◆ Written tasks ◆
1 - According to the TreeWriterBase documentation, which compound types have children tree writers?
2 - Duplicate the part of the TreeWriterBase documentation between "java.lang.Object" and "the children types.", inclusive.

Class TreeWriterBase

java.lang.Object
org.apache.orc.impl.writer.TreeWriterBase
All Implemented Interfaces:
TreeWriter
Direct Known Subclasses:
BinaryTreeWriter, BooleanTreeWriter, ByteTreeWriter, DateTreeWriter, Decimal64TreeWriter, DecimalTreeWriter, DoubleTreeWriter, FloatTreeWriter, IntegerTreeWriter, ListTreeWriter, MapTreeWriter, StringBaseTreeWriter, StructTreeWriter, TimestampTreeWriter, UnionTreeWriter

public abstract class TreeWriterBase extends Object implements TreeWriter
The parent class of all of the writers for each column. Each column is written by an instance of this class. The compound types (struct, list, map, and union) have children tree writers that write the children types.
  • Field Details

  • Method Details

    • getRowIndex

      protected OrcProto.RowIndex.Builder getRowIndex()

[Data listing]
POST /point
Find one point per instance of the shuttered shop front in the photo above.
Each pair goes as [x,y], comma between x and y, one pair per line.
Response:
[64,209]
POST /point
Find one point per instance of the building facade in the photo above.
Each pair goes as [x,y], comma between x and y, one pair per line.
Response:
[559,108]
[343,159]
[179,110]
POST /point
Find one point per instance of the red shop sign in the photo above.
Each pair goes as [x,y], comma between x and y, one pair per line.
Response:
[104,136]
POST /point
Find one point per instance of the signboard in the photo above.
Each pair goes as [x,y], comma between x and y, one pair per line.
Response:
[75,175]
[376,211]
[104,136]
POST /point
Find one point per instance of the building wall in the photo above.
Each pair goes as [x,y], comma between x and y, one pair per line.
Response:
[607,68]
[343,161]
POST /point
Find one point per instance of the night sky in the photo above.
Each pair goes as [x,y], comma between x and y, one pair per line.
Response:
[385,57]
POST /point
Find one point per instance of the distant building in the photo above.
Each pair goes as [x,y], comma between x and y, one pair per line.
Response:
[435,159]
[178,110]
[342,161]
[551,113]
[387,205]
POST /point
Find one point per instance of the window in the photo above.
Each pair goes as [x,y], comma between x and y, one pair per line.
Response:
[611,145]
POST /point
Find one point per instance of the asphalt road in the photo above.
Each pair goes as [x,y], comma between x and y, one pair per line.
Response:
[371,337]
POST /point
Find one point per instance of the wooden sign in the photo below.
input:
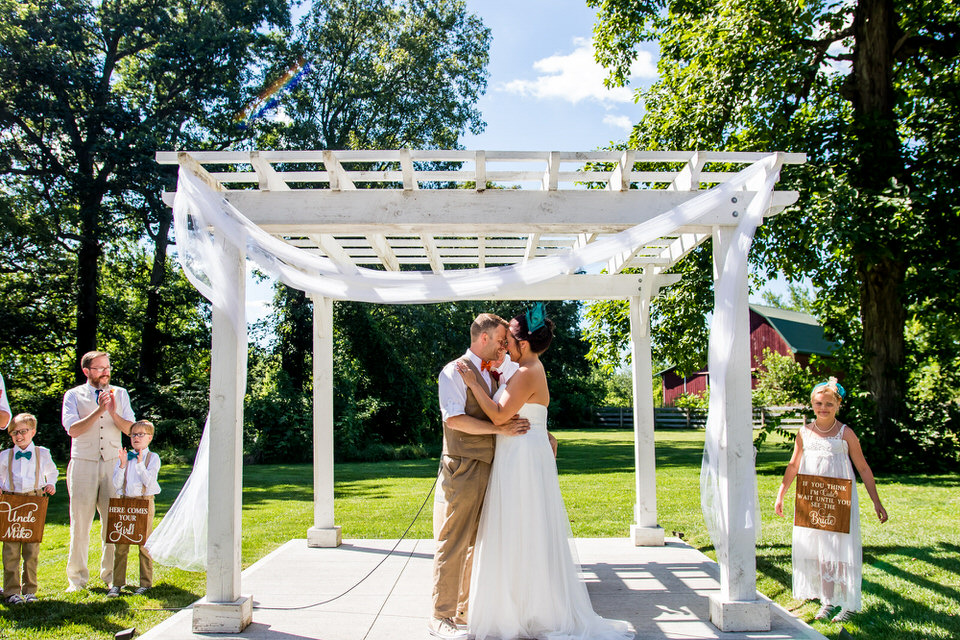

◆ Task-by-task answers ◆
1 - Struct, list, map, and union.

2 -
java.lang.Object
org.apache.orc.impl.writer.TreeWriterBase
All Implemented Interfaces:
TreeWriter
Direct Known Subclasses:
BinaryTreeWriter, BooleanTreeWriter, ByteTreeWriter, DateTreeWriter, Decimal64TreeWriter, DecimalTreeWriter, DoubleTreeWriter, FloatTreeWriter, IntegerTreeWriter, ListTreeWriter, MapTreeWriter, StringBaseTreeWriter, StructTreeWriter, TimestampTreeWriter, UnionTreeWriter

public abstract class TreeWriterBase extends Object implements TreeWriter
The parent class of all of the writers for each column. Each column is written by an instance of this class. The compound types (struct, list, map, and union) have children tree writers that write the children types.